§ Excerpted passage
* * *

No, not yet. I plan to hit some of the areas this summer and have an update this fall. Ya'll are so used to other map companies telling you they make weekly updates.. yes they move one line about 10' and that may or may not be in your bay system. Oyster don't move very fast at all and I updated it after Harvey (which is the file everyone has) those same areas that Harvey changed and were removed or altered on the map were the same areas that Imelda affected. But I will work on it some this summer. Just remember, oysters reefs don't move fast in most circumstances.


----------



## Thegarvinclan (Jul 5, 2017)

Thanks Tobin, but I was really asking about the different file type for the Garmin/simrad platform mentioned at the beginning of this thread.


----------



## troutsupport (May 22, 2006)

Thegarvinclan said:


> Thanks Tobin, but I was really asking about the different file type for the Garmin/simrad platform mentioned at the beginning of this thread.


Correct... no update yet for any of them. Guys these take a LOT of time .. it's not like they move fast either. I'll do my best to get out there this summer and probably have the data ready by winter sometime. Lot's of work involved to make it and to update it.


----------



## troutsupport (May 22, 2006)

* * *

§ Challenges
#1 Answer these questions about the forum thread on oyster reef maps:
(a) After which event was the file that everyone has updated?
(b) For which platform was Thegarvinclan asking about a different file type?
(c) When does troutsupport expect to have the data ready?
#2 In the forum thread about oyster reef maps, take everything from "No, not yet." down to "in most circumstances." and write it out again, substituting "spring" for "summer".
#3 Proceed with the forum thread about oyster reef maps, picking up after its last line.
The listing has no connection to the forum thread about oyster reef maps.

* * *

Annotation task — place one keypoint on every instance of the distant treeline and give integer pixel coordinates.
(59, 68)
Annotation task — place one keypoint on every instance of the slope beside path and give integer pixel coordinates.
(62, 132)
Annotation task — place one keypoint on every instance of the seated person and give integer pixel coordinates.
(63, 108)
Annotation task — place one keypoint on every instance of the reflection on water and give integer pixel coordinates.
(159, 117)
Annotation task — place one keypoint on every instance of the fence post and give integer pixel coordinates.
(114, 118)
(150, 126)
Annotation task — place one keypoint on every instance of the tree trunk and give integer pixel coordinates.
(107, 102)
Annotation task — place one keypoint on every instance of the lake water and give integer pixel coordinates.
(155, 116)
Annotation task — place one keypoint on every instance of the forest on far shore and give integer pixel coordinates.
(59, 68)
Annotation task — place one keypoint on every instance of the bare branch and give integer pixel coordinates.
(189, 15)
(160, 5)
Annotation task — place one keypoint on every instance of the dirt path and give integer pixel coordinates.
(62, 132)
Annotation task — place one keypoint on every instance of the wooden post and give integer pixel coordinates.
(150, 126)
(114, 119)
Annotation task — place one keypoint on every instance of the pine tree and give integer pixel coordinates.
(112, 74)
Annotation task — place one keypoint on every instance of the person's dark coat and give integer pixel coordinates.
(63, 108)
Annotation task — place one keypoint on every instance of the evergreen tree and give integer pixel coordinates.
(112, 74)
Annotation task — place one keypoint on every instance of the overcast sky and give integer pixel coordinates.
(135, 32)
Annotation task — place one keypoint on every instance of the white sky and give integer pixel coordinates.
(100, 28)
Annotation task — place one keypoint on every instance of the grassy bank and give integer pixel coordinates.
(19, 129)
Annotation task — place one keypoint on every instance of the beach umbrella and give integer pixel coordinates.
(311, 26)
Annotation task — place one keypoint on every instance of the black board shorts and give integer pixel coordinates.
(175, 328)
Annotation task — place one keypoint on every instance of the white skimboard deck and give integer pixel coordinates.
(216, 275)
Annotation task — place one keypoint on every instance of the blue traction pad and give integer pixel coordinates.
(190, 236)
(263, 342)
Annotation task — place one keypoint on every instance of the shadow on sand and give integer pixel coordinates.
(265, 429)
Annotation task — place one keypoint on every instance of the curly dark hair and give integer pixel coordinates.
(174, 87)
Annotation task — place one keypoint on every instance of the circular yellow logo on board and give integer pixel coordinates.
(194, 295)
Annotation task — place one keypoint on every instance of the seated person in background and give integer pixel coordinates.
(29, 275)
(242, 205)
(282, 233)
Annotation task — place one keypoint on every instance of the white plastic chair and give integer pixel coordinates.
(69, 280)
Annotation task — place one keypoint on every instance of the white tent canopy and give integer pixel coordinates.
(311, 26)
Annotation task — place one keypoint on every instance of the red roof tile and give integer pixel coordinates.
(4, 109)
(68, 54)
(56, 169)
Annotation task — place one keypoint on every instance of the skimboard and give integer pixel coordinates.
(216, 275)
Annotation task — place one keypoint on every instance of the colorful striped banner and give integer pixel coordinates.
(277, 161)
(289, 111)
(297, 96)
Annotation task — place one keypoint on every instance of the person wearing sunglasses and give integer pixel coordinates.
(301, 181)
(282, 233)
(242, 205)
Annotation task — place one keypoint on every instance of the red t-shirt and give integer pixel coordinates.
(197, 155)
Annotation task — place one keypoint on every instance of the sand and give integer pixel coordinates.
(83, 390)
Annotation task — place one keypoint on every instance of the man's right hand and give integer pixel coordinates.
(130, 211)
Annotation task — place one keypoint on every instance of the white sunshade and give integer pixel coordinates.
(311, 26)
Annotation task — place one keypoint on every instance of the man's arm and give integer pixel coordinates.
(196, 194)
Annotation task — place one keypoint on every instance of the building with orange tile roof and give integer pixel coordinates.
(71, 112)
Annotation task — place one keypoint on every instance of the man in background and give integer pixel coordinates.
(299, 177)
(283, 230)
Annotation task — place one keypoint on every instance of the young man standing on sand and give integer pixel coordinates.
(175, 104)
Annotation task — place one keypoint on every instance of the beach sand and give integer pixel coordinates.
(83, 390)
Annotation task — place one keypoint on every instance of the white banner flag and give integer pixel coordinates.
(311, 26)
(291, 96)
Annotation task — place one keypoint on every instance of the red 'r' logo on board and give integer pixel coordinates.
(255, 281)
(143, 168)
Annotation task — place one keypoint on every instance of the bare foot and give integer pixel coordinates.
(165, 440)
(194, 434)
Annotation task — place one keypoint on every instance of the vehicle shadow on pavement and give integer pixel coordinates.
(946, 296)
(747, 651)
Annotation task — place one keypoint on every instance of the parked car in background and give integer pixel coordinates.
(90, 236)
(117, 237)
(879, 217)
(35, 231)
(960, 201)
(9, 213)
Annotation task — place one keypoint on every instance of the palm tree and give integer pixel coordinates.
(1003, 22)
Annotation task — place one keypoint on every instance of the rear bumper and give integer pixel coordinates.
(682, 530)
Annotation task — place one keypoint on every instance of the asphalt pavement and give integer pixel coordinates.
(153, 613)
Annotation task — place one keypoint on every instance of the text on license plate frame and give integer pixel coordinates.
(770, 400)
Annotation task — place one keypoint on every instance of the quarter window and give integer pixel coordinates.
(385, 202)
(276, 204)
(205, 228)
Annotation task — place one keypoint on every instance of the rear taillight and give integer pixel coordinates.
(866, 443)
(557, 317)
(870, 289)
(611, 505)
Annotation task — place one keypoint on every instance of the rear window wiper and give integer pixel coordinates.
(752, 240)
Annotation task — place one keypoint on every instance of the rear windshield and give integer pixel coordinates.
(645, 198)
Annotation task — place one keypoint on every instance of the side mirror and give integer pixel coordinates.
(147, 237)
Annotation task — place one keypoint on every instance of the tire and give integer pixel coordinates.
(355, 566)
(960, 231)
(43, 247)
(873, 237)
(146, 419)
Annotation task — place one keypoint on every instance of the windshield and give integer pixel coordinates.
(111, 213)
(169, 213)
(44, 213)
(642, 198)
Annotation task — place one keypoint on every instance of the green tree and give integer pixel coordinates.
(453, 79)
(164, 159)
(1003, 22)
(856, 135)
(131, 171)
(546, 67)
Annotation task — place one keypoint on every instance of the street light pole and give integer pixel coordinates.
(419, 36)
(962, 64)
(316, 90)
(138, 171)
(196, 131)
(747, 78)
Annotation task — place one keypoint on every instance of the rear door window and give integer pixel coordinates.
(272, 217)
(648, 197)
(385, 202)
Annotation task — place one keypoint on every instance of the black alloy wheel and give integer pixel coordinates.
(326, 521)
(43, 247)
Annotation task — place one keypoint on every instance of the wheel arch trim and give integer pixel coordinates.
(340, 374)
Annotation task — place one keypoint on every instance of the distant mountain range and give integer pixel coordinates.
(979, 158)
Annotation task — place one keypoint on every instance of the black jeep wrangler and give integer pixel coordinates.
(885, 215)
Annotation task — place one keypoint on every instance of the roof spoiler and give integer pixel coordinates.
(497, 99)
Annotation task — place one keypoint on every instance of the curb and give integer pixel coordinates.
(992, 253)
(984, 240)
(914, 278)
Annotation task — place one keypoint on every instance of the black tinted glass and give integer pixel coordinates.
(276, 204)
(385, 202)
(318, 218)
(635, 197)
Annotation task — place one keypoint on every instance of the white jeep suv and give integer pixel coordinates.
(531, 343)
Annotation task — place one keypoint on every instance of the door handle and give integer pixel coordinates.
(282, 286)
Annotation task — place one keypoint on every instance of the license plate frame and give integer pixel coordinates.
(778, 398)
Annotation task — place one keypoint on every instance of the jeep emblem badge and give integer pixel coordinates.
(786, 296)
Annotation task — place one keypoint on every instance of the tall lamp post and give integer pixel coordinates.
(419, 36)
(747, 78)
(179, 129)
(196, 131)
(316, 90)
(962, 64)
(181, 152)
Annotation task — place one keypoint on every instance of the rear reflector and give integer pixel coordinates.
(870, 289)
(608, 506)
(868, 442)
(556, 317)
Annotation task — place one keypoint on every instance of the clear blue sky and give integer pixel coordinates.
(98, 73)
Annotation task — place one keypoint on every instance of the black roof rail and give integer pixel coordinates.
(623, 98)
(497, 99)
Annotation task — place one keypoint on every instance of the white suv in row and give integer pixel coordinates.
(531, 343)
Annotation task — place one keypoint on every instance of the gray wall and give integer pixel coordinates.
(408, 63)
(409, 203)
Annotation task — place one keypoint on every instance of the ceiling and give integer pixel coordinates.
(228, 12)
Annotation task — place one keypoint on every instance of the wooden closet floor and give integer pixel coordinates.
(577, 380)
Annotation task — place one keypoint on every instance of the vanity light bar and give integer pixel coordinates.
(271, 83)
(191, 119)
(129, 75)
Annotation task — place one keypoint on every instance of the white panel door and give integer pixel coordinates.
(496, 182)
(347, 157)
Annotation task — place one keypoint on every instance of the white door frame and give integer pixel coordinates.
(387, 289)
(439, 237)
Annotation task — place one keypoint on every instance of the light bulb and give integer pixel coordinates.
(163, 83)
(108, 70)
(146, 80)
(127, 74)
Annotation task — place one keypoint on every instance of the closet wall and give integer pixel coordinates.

* * *

§ Answers for the tasks
#1
(a) Harvey
(b) The Garmin/simrad platform
(c) By winter sometime

#2
No, not yet. I plan to hit some of the areas this spring and have an update this fall. Ya'll are so used to other map companies telling you they make weekly updates.. yes they move one line about 10' and that may or may not be in your bay system. Oyster don't move very fast at all and I updated it after Harvey (which is the file everyone has) those same areas that Harvey changed and were removed or altered on the map were the same areas that Imelda affected. But I will work on it some this spring. Just remember, oysters reefs don't move fast in most circumstances.

#3
For those of you that have a Hummingbird.. I have a file now for that. You will likely need a PC or Windows based computer and will likely have to use HummingBird PC to install the file into the unit. I do have one possible work around for those non computer users.. hey I get it.. I wouldn't use it if I didn't need to LOL. But it's doable. File is not on site yet but I can deliver to you .. just email me [email protected]


----------



## troutsupport (May 22, 2006)

Little hickup on the RayMarine file. We have a file for RayMarine Lighthouse 2 and it works great.. We do not have a file for Raymarine Lighthouse 3 but we will work on this. 

Have files for all other units. Lowrance, Simrad, Garmin, HummingBird, Ray


----------



## troutsupport (May 22, 2006)

And yes, we do have a file for Hummingbird now. So any of you that have been waiting for that .. just call or email me.


----------



## troutsupport (May 22, 2006)

I was talking to a customer yesterday and he said he recommended Reef Recon to one of his buddies.. and they buddy said 'Well doesn't my "chart" have all the reefs?' 

The answer is that while the 3rd party maps and charts are great general information.. the do not have all the reefs if the bays systems we fish. They have been updating predominantly some of the shallow reef areas but they simply don't have the most current all inclusive reefs marked by ReefRecon. Reef Recon is the most current available reef map for Galveston Bay and the only one that gives that most recent mapping as an actual shape and size of the reef right there on your screen. 

Even on linked in a guy commented on it lately with just saying "Pretty Sweet" .. who needs any more explanation than that.


----------



## troutsupport (May 22, 2006)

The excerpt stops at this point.